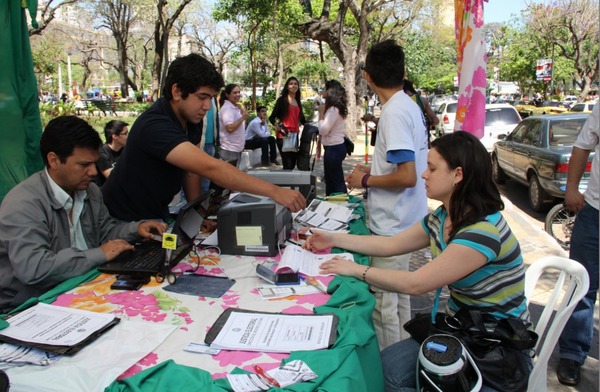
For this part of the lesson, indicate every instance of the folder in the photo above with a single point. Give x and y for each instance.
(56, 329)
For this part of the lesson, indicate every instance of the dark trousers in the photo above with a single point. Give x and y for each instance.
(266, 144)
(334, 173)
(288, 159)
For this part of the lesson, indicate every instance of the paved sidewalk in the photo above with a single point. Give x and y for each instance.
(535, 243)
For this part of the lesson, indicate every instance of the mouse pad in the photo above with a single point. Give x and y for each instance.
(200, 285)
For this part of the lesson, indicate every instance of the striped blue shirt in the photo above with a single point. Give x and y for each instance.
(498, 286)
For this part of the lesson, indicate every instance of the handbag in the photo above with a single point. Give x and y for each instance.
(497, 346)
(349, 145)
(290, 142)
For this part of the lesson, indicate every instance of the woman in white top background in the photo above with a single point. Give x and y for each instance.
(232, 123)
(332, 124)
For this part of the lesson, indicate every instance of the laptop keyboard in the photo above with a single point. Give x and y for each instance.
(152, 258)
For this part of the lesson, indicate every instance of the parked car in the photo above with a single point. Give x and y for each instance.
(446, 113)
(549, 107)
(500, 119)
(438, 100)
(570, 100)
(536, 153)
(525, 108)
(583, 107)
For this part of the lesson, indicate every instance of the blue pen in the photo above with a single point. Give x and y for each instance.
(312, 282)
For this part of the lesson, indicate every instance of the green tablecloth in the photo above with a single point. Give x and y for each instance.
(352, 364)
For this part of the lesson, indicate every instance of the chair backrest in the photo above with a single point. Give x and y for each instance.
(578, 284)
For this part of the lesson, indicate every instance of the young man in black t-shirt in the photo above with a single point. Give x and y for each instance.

**TASK**
Could you reproduce all of the material above word for word, leaving the pictures out?

**TASK OUTPUT**
For this part of the lesson, indicate every instance of the folder in the photo above with a single point. Give x and y for each instance.
(56, 329)
For this part of the lesson, indicate every instance of the dark trousers in the photo above with a single point. Give x and y for each instance.
(266, 144)
(334, 173)
(288, 159)
For this part of the lesson, indicate every instance of the paved sidewalk in the photo above with a single point. Give x and y for each instance.
(535, 243)
For this part of the lesson, indicate every instance of the mouse pad in the photo above with a single point. Give x and y for each instance.
(200, 285)
For this part of the lesson, indicate every instance of the striped blue shirt in the photo above with a single point. Give x and y for each instance.
(498, 286)
For this part of the lesson, indicate every instance of the handbag in the photo above with a single point. Give x and y for each instance.
(497, 346)
(349, 145)
(290, 142)
For this part of the lesson, indicate every instance of the woman in white top background in the photo above with a single point. Give x and y for each instance.
(232, 123)
(332, 124)
For this part of the lesson, indicate every instance of the laptop keyboard in the photo above with a single point. Give x and y for each instance.
(152, 258)
For this part of the lesson, indicate every instance of the parked car in the photo above with a single point. Give x and y for each instance.
(446, 113)
(549, 107)
(500, 119)
(438, 100)
(570, 100)
(536, 153)
(525, 108)
(583, 107)
For this part of the lesson, indicate every instance of the blue pen in the photo above with a single point. Give x and y for each instance.
(312, 282)
For this part of the lesson, indicate every instance of the green tablecloth in the photo above with a single point. Give x and y for each instance.
(352, 364)
For this part of the lesson, indicate every instance of the chair backrest in the photo above with a single point. Give x and y for each instance.
(578, 284)
For this part of the lesson, indicate every instance of the young man in black t-shirt in the photo above with a single point. Give x and y for each instance.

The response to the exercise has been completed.